### WHAT TO DO
[a] According to the DStream transformations page, what config property determines the default number of parallel tasks for reduceByKey in cluster mode?
[b] Pick up the DStream transformations page after its last sentence and continue it.

### DOCUMENT PASSAGE
:::
# Basics of Transformations Exercise

DStreams Transformations

### Exercise
Use any of the functions above to return the largest key of every RDD in a DStream (not just the largest in the entire DStream).

| Transformation        | Meaning         |
| ------------------------------ |:-------------|
| **map**(func)      | Return a new DStream by passing each element of the source DStream through a function func.    |
| **flatMap**(func)	| Similar to map, but each input item can be mapped to 0 or more output items.    |
| **filter**(func)	| Return a new DStream by selecting only the records of the source DStream on which func returns true.    |
| **repartition**(numPartitions)	| Changes the level of parallelism in this DStream by creating more or fewer partitions.    |
| **union**(otherStream)	| Return a new DStream that contains the union of the elements in the source DStream and otherDStream. |
| **count**()	| Return a new DStream of single-element RDDs by counting the number of elements in each RDD of the source DStream.  |
| **reduce**(func)	| Return a new DStream of single-element RDDs by aggregating the elements in each RDD of the source DStream using  a function func (which takes two arguments and returns one). The function should be associative and commutative so that it can be computed in parallel.
| **countByValue**()	| When called on a DStream of elements of type K, return a new DStream of (K, Long) pairs where the value of each key is its frequency in each RDD of the source DStream.
| **reduceByKey**(func, [numTasks])	| When called on a DStream of (K, V) pairs, return a new DStream of (K, V) pairs where the values for each key are aggregated using the given reduce function. Note: By default, this uses Spark's default number of parallel tasks (2 for local mode, and in cluster mode the number is determined by the config property spark.default.parallelism) to do the grouping. You can pass an optional numTasks argument to set a different number of tasks.
| **join**(otherStream, [numTasks])	| When called on two DStreams of (K, V) and (K, W) pairs, return a new DStream of (K, (V, W)) pairs with all pairs of elements for each key.
| **cogroup**(otherStream, [numTasks])	| When called on a DStream of (K, V) and (K, W) pairs, return a new DStream of (K, Seq[V], Seq[W]) tuples.


If you look at the spark streaming documentation, you will also find the `transform(func)` and `updateStateByKey(func)`. We will discuss these later in the course.
:::
Location annotation dataset excerpts

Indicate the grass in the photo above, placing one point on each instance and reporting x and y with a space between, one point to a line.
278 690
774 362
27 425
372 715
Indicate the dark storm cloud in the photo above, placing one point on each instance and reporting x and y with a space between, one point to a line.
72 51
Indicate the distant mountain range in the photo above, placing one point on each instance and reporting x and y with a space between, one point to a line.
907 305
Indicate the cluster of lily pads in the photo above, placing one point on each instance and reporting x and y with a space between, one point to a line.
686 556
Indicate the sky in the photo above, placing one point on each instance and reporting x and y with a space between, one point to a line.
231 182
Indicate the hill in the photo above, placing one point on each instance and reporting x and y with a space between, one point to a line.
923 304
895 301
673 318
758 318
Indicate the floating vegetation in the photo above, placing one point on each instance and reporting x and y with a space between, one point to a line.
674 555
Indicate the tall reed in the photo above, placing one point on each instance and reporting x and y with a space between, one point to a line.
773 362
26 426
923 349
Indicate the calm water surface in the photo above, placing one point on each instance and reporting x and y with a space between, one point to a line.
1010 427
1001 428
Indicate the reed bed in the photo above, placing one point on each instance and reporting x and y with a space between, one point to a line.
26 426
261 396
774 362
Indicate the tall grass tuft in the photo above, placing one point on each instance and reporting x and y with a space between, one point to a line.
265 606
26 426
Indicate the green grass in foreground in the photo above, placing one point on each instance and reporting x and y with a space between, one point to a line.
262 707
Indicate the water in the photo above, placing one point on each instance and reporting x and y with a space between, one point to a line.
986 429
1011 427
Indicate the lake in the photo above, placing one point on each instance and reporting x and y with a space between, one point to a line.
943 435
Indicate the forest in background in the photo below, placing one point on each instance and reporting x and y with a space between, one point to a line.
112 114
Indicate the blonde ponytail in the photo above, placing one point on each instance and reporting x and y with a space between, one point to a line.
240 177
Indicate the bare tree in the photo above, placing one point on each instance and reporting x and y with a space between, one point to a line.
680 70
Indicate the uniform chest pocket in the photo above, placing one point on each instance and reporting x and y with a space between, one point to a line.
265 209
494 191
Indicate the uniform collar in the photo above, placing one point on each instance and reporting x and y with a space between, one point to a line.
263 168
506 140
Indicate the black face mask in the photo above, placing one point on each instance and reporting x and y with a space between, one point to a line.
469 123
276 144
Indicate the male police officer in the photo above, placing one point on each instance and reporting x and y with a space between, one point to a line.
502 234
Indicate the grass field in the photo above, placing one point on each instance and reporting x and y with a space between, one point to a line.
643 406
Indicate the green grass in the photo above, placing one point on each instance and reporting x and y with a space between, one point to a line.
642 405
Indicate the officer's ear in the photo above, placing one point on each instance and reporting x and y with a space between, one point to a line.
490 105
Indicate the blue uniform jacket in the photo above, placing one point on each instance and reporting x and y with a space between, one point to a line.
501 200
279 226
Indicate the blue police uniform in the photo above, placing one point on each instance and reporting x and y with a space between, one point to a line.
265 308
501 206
:::
### RESPONSE LIST
[a] spark.default.parallelism

[b]
In [1]:
import findspark
# TODO: your path will likely not have 'matthew' in it. Change it to reflect your path.
findspark.init('/home/matthew/spark-2.1.0-bin-hadoop2.7')

In [2]:
from pyspark import SparkContext
from pyspark.streaming import StreamingContext

In [3]:
sc = SparkContext(appName="PythonStreamingExercise")
ssc = StreamingContext(sc, 1)

In [4]:
# Defining the stream
stream = ssc.queueStream([sc.parallelize([(1,"a"), (2,"b"),(1,"c"),(2,"d"),
(1,"e"),(3,"f")],3)])

In [5]:
# TODO: Use any of the functions above, or some combinaion, to 
# return the largest key of every RDD in a DStream (not just the largest in the entire DStream).

maxstream = stream.reduce(max)
maxstream.pprint()

###### End of Exercise section

In [6]:
ssc.start() 
# ssc.awaitTermination()

-------------------------------------------
Time: 2018-03-01 03:48:44
-------------------------------------------
(3, 'f')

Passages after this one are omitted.